Stara Motorola z końcówki 1997 roku. Kolorowa – pod względem obudowy wersja Motoroli StarTAC, która przez wielu jest błędnie określana jako pierwszy na świecie telefon z klapką. Na pewno jednak miejsce umieszczenia baterii i karty SIM robią spore wrażenie. Nie była ona u nas w żaden sposób kultowa, czy rozpoznawalna. Mimo to 1000 złotych to najniższa cena, jaką przyjdzie nam za ten telefon zapłacić.

## Zbiór danych:
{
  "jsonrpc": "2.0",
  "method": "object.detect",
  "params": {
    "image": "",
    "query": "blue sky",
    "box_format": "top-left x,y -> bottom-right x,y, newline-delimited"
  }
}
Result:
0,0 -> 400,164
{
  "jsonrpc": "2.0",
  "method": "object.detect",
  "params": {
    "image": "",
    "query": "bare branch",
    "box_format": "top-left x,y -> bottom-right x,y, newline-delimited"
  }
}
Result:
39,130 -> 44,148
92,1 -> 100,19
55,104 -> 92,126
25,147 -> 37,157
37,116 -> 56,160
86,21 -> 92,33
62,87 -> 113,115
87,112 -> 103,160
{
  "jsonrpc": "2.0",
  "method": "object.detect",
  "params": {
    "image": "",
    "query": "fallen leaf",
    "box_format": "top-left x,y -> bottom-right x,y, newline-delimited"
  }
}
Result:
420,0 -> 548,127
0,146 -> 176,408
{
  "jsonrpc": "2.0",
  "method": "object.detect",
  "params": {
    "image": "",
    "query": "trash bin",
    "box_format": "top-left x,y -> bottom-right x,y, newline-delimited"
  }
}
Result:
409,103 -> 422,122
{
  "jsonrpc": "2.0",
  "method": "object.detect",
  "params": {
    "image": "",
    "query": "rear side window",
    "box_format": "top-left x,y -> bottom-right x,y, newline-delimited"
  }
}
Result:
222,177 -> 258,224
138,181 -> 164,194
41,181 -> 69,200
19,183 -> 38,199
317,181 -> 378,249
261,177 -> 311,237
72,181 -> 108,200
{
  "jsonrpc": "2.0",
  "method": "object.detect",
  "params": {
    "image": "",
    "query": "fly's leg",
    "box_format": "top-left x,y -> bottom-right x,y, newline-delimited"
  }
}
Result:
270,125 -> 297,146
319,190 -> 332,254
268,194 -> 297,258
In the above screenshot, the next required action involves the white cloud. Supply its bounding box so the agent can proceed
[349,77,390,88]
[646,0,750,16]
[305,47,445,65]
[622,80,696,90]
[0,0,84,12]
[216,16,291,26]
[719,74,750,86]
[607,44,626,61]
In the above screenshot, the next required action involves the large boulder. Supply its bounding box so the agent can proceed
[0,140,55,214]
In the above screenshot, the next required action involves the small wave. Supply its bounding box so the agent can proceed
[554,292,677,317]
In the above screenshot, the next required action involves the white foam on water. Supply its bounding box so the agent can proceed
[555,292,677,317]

* * *

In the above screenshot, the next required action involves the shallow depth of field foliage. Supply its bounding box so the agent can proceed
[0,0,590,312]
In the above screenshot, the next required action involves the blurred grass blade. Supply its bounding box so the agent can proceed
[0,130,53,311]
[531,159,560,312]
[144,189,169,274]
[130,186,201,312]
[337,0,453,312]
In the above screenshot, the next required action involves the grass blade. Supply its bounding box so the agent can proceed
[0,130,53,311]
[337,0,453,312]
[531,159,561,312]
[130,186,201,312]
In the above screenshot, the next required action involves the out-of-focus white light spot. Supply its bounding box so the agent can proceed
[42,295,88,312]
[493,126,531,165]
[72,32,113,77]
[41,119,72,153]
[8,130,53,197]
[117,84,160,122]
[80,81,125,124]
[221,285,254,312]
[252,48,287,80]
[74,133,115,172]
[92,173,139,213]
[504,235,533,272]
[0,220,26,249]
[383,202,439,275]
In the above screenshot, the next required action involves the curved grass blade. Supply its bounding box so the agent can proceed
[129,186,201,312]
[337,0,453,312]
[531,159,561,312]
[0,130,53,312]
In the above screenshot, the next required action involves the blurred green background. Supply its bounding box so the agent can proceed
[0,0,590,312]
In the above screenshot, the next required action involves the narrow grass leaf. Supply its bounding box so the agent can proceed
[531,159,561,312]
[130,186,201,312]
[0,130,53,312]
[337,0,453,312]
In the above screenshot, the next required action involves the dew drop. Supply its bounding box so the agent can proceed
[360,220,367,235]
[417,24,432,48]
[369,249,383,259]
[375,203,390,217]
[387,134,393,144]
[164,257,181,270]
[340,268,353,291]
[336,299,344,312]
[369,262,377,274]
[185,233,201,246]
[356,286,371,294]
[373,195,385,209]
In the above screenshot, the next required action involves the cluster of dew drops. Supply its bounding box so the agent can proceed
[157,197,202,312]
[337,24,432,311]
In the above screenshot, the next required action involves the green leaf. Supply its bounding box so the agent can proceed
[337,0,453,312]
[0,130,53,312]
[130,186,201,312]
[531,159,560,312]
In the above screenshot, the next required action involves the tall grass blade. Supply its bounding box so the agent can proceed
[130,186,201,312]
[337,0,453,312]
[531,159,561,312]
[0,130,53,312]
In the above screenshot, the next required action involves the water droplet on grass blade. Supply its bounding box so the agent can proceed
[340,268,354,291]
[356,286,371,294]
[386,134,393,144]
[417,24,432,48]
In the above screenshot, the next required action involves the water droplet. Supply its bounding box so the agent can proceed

---

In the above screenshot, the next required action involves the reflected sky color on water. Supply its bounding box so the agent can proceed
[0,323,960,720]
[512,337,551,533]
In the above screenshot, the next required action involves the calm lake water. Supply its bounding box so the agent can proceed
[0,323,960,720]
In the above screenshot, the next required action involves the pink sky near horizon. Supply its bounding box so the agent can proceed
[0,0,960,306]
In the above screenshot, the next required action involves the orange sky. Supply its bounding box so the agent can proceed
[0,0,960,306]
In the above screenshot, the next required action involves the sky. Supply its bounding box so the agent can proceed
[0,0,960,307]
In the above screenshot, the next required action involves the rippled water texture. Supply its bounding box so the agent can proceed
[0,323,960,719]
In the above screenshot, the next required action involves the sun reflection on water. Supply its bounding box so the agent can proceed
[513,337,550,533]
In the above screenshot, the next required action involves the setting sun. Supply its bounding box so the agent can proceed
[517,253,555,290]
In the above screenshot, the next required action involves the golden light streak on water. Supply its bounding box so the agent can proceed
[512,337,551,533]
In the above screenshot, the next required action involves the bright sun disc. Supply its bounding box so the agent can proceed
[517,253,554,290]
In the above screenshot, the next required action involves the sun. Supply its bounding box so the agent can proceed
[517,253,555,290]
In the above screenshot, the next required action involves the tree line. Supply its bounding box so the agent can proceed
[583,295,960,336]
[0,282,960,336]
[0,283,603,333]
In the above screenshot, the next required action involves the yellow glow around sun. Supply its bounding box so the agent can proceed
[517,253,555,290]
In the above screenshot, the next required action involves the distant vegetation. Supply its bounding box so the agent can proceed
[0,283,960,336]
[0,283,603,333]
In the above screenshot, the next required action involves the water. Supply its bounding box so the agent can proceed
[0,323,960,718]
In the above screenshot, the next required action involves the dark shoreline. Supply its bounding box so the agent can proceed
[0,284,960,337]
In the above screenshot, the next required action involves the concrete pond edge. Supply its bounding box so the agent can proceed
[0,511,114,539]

## Cel zadania 1:
Jaką najniższą cenę za opisany telefon podaje tekst o Motoroli StarTAC?
## Cel zadania 2:
Przytocz ponownie fragment tekstu o Motoroli StarTAC od „Stara Motorola z” do „ten telefon zapłacić.”, zamieniając w nim „baterii” na „akumulatora”.

## Rozwiązanie zadania 1:
1000 złotych.

## Rozwiązanie zadania 2:
Stara Motorola z końcówki 1997 roku. Kolorowa – pod względem obudowy wersja Motoroli StarTAC, która przez wielu jest błędnie określana jako pierwszy na świecie telefon z klapką. Na pewno jednak miejsce umieszczenia akumulatora i karty SIM robią spore wrażenie. Nie była ona u nas w żaden sposób kultowa, czy rozpoznawalna. Mimo to 1000 złotych to najniższa cena, jaką przyjdzie nam za ten telefon zapłacić.